Start of Records provided
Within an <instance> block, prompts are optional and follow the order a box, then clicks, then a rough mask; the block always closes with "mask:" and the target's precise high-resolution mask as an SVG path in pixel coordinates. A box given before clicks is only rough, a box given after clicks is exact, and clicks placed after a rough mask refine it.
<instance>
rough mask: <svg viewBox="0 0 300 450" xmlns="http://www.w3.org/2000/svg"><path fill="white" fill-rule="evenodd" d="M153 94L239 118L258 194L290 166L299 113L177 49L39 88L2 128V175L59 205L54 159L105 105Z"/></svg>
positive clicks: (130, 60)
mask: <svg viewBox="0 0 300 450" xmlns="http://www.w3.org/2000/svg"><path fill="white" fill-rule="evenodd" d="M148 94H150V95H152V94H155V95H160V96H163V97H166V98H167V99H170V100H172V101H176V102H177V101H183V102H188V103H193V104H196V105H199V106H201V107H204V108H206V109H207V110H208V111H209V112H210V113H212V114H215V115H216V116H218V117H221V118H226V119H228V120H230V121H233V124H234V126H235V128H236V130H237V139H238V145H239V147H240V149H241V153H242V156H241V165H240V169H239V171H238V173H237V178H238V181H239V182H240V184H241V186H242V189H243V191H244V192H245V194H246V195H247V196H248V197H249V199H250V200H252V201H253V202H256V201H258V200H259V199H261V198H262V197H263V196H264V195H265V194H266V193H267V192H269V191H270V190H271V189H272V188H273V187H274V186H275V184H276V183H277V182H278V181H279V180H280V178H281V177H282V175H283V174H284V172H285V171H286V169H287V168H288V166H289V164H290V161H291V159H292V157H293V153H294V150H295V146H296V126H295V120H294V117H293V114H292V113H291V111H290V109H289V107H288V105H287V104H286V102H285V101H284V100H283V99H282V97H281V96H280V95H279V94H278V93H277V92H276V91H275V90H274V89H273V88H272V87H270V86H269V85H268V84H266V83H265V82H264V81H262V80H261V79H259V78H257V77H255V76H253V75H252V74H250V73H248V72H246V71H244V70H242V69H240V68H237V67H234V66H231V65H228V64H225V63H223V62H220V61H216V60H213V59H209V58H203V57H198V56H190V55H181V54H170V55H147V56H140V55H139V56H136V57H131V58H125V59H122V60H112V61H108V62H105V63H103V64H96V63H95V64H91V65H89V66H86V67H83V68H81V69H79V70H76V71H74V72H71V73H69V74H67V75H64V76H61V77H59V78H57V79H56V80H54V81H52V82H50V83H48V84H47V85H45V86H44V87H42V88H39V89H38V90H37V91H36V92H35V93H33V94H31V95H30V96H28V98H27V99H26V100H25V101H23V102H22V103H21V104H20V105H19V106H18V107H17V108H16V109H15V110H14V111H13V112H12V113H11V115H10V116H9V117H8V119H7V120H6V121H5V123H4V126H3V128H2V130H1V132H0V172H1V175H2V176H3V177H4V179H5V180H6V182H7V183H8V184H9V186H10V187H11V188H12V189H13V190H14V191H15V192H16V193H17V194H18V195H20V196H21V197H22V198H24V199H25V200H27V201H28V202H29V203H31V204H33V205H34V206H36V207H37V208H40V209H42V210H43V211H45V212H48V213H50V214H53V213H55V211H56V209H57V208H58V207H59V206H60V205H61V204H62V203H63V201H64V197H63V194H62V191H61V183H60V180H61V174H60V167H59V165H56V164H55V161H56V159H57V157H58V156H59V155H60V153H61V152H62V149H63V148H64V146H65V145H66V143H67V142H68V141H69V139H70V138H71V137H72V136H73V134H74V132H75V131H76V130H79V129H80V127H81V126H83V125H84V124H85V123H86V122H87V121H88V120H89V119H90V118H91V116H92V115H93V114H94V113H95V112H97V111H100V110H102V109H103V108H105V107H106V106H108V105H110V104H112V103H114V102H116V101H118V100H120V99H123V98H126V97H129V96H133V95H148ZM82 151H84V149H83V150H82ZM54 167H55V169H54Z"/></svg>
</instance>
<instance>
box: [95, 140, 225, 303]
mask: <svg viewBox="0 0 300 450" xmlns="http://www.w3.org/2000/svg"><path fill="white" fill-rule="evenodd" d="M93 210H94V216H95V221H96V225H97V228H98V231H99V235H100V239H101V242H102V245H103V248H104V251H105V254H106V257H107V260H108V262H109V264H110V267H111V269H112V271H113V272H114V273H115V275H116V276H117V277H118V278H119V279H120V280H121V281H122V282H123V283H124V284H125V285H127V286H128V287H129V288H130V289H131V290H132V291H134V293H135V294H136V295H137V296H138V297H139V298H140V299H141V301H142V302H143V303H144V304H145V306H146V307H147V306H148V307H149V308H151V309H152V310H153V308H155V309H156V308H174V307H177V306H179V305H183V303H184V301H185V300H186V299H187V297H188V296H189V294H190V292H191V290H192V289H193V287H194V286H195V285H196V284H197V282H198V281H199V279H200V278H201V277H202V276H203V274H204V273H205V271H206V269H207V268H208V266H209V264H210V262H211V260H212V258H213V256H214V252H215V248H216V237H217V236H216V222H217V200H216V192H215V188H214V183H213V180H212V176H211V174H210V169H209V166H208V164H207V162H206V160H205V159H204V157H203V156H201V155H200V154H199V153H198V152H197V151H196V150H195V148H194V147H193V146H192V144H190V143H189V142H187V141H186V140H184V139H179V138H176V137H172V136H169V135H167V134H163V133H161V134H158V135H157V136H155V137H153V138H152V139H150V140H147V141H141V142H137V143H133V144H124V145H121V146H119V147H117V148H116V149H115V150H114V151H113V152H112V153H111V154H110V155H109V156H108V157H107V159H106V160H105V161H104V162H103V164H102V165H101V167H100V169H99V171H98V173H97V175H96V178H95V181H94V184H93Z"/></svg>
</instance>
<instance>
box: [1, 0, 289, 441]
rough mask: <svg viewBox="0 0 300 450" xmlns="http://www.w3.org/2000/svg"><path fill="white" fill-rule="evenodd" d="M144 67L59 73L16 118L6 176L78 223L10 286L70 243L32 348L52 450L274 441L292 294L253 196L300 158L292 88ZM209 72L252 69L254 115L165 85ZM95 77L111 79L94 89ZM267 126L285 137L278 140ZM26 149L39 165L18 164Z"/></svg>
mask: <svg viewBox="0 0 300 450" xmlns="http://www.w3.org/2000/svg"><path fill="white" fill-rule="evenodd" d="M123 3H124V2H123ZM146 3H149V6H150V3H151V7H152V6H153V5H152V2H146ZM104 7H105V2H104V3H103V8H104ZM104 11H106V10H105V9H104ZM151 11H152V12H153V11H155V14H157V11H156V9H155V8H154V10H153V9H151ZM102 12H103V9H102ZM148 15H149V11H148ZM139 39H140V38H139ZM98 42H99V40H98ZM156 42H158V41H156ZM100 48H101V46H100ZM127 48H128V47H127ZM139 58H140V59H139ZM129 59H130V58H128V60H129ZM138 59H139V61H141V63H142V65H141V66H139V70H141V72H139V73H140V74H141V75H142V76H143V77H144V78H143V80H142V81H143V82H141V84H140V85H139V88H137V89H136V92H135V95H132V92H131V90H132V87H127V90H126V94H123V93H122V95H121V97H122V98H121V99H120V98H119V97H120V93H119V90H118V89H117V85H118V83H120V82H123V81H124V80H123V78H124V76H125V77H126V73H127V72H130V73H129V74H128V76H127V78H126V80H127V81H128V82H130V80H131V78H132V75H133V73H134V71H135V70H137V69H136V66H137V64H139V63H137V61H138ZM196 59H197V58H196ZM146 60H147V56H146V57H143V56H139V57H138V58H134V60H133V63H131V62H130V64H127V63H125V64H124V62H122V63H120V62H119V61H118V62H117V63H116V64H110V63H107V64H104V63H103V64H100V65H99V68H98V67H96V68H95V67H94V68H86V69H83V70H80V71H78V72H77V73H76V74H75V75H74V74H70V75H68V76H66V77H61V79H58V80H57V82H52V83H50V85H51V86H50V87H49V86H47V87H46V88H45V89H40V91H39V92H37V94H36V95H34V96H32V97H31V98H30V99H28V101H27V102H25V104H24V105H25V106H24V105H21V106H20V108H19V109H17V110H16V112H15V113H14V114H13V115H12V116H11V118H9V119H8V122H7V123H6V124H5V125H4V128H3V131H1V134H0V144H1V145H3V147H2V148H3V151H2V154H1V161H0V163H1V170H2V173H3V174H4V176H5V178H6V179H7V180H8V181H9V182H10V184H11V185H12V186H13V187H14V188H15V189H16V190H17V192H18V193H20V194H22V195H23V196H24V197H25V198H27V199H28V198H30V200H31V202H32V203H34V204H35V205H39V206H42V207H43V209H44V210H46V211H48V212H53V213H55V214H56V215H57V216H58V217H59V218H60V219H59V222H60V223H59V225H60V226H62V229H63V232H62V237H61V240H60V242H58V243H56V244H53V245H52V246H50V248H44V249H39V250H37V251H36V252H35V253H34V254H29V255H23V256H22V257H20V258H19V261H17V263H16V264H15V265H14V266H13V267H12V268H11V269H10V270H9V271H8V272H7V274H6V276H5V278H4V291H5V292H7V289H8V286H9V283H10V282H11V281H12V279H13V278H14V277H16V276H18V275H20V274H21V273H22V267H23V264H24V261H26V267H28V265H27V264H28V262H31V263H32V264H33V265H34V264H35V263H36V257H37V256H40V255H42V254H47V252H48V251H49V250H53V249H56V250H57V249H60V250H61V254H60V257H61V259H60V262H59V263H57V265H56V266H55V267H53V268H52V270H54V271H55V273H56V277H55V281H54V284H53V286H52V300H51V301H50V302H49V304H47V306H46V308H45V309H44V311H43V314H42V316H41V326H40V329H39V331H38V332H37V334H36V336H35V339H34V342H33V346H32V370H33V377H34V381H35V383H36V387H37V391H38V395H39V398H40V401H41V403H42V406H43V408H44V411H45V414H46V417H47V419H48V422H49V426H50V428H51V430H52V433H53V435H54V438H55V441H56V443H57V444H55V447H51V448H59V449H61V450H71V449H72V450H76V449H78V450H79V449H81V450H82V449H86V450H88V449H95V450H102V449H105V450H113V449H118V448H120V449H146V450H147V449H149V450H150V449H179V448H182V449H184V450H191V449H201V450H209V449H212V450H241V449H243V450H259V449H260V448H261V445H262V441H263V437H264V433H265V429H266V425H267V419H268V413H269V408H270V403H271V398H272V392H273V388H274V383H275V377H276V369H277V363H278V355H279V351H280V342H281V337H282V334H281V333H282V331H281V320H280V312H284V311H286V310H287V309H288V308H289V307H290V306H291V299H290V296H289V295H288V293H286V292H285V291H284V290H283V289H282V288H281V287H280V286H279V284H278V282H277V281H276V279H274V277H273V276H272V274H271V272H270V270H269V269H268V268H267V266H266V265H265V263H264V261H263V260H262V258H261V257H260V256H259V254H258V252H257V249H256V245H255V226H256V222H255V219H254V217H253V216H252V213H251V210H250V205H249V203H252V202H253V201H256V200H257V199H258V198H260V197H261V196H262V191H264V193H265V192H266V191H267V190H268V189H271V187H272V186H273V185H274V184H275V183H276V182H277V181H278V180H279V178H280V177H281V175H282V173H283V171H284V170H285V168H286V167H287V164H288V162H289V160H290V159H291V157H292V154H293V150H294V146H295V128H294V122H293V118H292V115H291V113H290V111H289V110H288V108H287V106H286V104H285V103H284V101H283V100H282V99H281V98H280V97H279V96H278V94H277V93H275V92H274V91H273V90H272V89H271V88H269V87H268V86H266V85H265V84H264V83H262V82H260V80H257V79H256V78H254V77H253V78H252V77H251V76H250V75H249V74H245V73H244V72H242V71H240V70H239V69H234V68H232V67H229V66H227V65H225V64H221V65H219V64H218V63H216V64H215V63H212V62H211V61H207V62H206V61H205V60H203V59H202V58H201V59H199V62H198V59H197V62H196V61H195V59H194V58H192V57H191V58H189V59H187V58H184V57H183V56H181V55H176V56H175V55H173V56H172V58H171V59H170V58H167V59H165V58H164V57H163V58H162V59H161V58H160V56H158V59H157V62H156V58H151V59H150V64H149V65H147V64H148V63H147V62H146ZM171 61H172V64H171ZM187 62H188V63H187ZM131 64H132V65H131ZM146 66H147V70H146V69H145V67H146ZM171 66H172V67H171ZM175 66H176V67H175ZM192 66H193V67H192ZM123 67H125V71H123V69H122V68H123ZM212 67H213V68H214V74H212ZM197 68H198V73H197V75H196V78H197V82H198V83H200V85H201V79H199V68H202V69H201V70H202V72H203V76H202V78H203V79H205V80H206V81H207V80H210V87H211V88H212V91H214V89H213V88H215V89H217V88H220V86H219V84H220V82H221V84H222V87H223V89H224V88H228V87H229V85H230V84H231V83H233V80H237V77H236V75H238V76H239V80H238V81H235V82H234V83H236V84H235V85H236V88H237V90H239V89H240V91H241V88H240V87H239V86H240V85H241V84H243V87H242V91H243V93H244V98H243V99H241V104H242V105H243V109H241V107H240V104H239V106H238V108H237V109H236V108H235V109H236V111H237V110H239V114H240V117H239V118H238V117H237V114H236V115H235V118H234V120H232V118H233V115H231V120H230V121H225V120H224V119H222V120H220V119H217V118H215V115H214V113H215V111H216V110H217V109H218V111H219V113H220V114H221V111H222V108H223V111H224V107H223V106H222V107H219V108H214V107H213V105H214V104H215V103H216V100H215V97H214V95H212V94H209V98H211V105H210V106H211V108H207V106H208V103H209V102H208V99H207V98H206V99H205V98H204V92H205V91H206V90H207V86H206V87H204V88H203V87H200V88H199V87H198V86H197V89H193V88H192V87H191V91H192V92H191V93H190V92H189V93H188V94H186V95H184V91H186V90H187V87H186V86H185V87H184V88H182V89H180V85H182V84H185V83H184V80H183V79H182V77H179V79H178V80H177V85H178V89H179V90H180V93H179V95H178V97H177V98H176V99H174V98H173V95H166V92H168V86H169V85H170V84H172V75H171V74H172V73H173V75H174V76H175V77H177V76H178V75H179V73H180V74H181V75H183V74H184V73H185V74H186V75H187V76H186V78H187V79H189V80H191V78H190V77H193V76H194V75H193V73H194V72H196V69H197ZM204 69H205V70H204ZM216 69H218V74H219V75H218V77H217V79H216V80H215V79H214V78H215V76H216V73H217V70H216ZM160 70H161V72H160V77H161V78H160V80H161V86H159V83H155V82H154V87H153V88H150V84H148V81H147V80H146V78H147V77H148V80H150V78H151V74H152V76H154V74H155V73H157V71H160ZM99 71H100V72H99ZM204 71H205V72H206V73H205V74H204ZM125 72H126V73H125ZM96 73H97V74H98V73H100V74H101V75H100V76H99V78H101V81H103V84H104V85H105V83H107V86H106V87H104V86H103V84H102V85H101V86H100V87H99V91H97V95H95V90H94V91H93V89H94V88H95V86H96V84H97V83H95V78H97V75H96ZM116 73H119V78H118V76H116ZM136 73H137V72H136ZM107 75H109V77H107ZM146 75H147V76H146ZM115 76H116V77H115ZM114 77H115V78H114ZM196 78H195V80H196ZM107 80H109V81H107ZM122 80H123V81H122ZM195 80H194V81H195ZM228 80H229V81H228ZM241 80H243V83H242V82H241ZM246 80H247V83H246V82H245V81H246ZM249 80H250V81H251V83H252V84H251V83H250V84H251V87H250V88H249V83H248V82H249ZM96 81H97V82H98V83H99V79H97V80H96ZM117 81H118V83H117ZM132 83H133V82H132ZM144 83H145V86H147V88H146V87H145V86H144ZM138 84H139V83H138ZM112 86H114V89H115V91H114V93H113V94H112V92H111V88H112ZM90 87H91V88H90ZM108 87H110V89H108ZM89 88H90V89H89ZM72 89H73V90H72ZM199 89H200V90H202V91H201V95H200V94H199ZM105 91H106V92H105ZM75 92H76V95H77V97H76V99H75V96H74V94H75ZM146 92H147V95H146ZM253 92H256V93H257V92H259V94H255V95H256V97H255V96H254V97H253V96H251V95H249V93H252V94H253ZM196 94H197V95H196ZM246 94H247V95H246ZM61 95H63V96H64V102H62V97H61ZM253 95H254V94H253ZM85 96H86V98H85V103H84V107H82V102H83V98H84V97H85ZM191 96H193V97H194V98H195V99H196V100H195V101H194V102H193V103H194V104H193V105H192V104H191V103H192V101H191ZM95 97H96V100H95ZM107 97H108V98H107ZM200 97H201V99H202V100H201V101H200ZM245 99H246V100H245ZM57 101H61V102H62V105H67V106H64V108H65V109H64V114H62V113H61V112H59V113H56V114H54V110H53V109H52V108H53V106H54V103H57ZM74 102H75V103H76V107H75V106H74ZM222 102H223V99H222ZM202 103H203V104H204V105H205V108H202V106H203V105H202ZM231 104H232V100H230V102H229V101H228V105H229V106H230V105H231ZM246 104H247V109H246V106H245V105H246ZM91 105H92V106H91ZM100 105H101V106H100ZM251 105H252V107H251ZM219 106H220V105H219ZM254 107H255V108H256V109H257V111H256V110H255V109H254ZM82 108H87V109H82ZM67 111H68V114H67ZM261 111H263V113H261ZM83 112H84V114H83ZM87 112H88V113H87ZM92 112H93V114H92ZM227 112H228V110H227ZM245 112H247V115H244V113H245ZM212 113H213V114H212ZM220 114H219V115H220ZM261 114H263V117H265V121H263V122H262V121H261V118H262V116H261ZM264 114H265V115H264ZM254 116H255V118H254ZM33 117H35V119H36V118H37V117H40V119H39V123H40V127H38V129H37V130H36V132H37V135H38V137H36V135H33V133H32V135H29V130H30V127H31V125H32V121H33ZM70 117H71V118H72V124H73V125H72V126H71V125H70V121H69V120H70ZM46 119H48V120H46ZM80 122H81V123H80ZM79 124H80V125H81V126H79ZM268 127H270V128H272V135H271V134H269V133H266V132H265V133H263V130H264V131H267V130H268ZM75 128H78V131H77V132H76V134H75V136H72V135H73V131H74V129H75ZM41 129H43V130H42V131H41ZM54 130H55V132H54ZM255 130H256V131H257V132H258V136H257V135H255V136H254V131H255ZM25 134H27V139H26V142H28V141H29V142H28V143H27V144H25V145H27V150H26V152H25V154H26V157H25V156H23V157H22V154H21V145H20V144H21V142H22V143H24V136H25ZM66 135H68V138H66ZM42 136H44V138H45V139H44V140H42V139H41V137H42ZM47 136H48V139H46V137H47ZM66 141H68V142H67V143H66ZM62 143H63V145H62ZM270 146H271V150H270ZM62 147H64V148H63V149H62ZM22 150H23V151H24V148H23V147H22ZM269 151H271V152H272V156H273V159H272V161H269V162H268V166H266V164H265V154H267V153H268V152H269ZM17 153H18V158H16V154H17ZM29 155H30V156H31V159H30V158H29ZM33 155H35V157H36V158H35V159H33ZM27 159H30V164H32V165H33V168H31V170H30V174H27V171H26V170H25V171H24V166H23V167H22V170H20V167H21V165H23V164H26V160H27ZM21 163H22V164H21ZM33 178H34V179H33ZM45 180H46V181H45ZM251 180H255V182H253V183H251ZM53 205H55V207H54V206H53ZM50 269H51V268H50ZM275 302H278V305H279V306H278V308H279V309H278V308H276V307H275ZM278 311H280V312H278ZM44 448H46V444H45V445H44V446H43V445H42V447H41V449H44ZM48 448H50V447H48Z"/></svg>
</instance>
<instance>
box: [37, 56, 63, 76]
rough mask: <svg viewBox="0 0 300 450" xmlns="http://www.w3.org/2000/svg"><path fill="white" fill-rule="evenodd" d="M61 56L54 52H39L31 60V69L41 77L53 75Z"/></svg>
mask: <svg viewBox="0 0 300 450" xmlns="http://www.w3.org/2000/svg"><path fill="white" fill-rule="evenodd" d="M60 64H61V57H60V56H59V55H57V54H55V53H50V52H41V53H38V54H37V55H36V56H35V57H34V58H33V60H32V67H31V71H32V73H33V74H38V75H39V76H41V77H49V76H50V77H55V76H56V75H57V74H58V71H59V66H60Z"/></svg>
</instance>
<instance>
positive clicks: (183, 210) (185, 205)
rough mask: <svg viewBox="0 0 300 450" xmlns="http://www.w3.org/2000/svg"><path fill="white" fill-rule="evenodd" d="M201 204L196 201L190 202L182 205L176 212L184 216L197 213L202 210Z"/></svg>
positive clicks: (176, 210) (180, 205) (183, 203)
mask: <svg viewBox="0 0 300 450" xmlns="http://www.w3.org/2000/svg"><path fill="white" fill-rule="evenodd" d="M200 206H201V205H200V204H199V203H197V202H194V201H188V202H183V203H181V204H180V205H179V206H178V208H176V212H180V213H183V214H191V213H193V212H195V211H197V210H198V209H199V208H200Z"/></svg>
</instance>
End of Records provided
**Task to complete**
Give back every line from the beginning of the records through the line holding "94L239 118L258 194L290", exactly as it reads, and leave out the rest.

**Exercise result**
Within an <instance> block, prompts are optional and follow the order a box, then clicks, then a rough mask; the block always closes with "mask:" and the target's precise high-resolution mask as an SVG path in pixel coordinates. A box given before clicks is only rough, a box given after clicks is exact, and clicks placed after a rough mask refine it.
<instance>
rough mask: <svg viewBox="0 0 300 450" xmlns="http://www.w3.org/2000/svg"><path fill="white" fill-rule="evenodd" d="M153 94L239 118L258 194L290 166L299 113L177 49L39 88L2 128V175L59 205L54 159L105 105Z"/></svg>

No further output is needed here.